## TRAVAIL À EFFECTUER
(A) Résumez en deux phrases l'extrait consacré à un ouvrage d'histoire de l'Église.
(B) Poursuivez l'extrait consacré à cet ouvrage d'histoire de l'Église à partir de sa dernière phrase.

Pour chaque période, il offre une série de chapitres, souvent assez courts mais denses, qui correspondent bien au format d’un cours. Les périodes sont elles-mêmes divisées en sous-périodes qui éclaircissent bien l’approche. À la fin de chaque sous-période, il fait un récapitulatif chronologique de ce qui a été présenté. C’est très succinct mais très pédagogique. Ces aide-mémoire s’avèreront très utiles à tous ceux qui auront à parler d’un moment de l’histoire de l’Église ou, plus couramment, à tout chrétien qui aimera connaître l’histoire de sa famille spirituelle. On trouvera aussi des cartes de géographie historiques à diverses dates (200, 500, 768, …), afin de bien situer les lieux évoqués dans le texte. Très bonne idée, trop rare dans la plupart des livres de pensée ou d’histoire chrétienne, qui ignorent simplement l’espace géographique – alors qu’on trouve des cartes des voyages de Paul dans toutes les Bibles, à juste raison. Certes, ces cartes sont rudimentaires, mais elles sont d’une belle utilité. En annexe de l’ouvrage, une chronologie comparée des divers pays d’Europe par les souverains régnants. Et, très utile, un index des noms propres (lieux ou personnes), avec renvoi aux pages concernées. Bref, une conception intelligente vraiment adaptée à la transmission.

## LIGNES DE DONNÉES
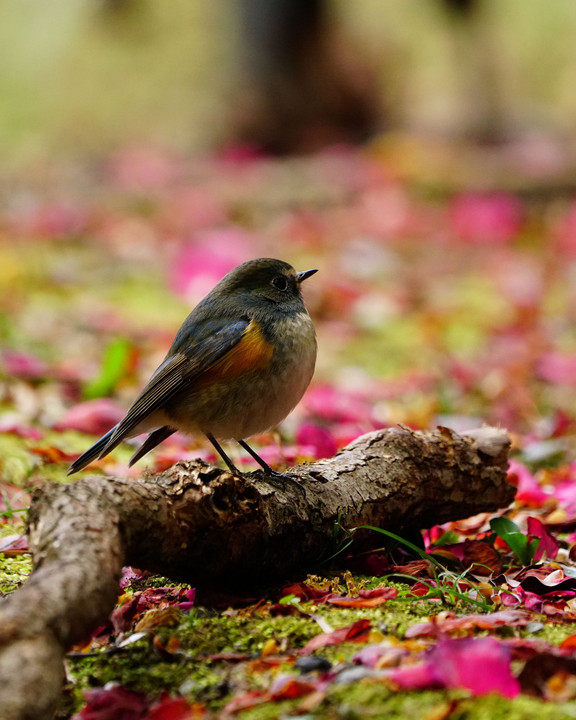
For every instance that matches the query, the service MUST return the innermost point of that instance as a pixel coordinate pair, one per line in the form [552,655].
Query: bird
[238,365]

## RÉPONSES DANS L'ORDRE
(A) L'ouvrage divise chaque période en sous-périodes et en chapitres courts mais denses, adaptés au format d'un cours, et clôt chaque sous-période par un récapitulatif chronologique succinct et pédagogique. Il propose également des cartes historiques rudimentaires mais utiles, une chronologie comparée des souverains européens et un index des noms propres, ce qui en fait une conception intelligente adaptée à la transmission.

(B)
Je suis intimement convaincu que l’histoire de l’Église n’est pas une option réservée aux étudiants d’Instituts Bibliques ou de Facultés de théologie. Ceci constitue une des plus grandes erreurs d’appréciation des communautés chrétiennes contemporaines. Les fidèles n’ont aucune idée de la structuration chronologique de leurs confessions, si ce n’est par des lueurs ponctuelles venant des sermons ou autres rencontres. Les ministres du culte ne font aucune transmission générale de cette histoire ecclésiale. Ils n’ont pas compris, et leurs formateurs n’ont pas pu ou su leur faire comprendre, que cette histoire est en elle-même un outil d’édification spirituelle des croyants. En effet, qu’y-a-t-il de plus encourageant que les exemples de bénédictions passées et de plus utile que de connaître les erreurs des communautés qui nous ont précédés, car « il n’y a rien de nouveau sous le Soleil », comme le dit Qohélet. Pour les protestants et, plus encore les Evangéliques, il serait fort nécessaire de savoir que la foi chrétienne ne naît pas avec Luther, Calvin ou Billy Graham. Nous sommes des héritiers de toute la longue tradition chrétienne, avec ses erreurs, ses horreurs et ses grandeurs. Jacques Ellul ne dit rien d’autre dans son chef d’œuvre, La subversion du christianisme. Le livre de J.M. Nicole remplit fort bien cet office de mémoire collective. Mais il va au-delà.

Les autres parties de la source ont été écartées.